Summarize the text below about the artist Joan Linder in two sentences.

## TEXT EXCERPT
******************************

Detail of Joan Linder's work "Ground," 2014, ink on paper, 44" x 44". Photo: Biff Henrich, IMGINK

She’s sketched human cadavers in UB’s Gross Anatomy Lab. She’s drawn all of the knickknacks and paraphernalia behind the bar at one of Buffalo’s most infamous watering holes, the Old Pink.

“I’m using traditional materials like pen and ink, but there’s always a contemporary anxiety and sense of wonder there, something personal and political behind what I’m doing,” she says.

Sitting on the ground in her own backyard in Buffalo’s Elmwood Village, Linder imagines what lurks beneath it.

“I think it’s all still surfacing,” she says, referring to the environmental damage incurred as part of the wartime activities of the infamous Manhattan project to develop the atom bomb — which resulted in radioactive waste being dumped and buried in Niagara County. She took the Geiger counter around on a few visits, noting with some alarm how the numbers jumped in a few areas. “Most of the radiation was background level — normal— but some, well, wasn’t,” she says.

******************************

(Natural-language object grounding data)

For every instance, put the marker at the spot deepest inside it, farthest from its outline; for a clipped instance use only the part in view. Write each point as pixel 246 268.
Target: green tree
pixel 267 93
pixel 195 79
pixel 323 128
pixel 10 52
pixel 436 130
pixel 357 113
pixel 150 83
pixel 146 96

******************************

## RESPONSE TO THE TASK
Joan Linder has sketched human cadavers in UB's Gross Anatomy Lab and drawn the objects behind the bar at Buffalo's Old Pink, working in traditional pen and ink but with something personal and political behind her work. She is also concerned with the radioactive waste from the Manhattan Project that was dumped and buried in Niagara County, and on visits with a Geiger counter she found that most readings were at background level but some were not.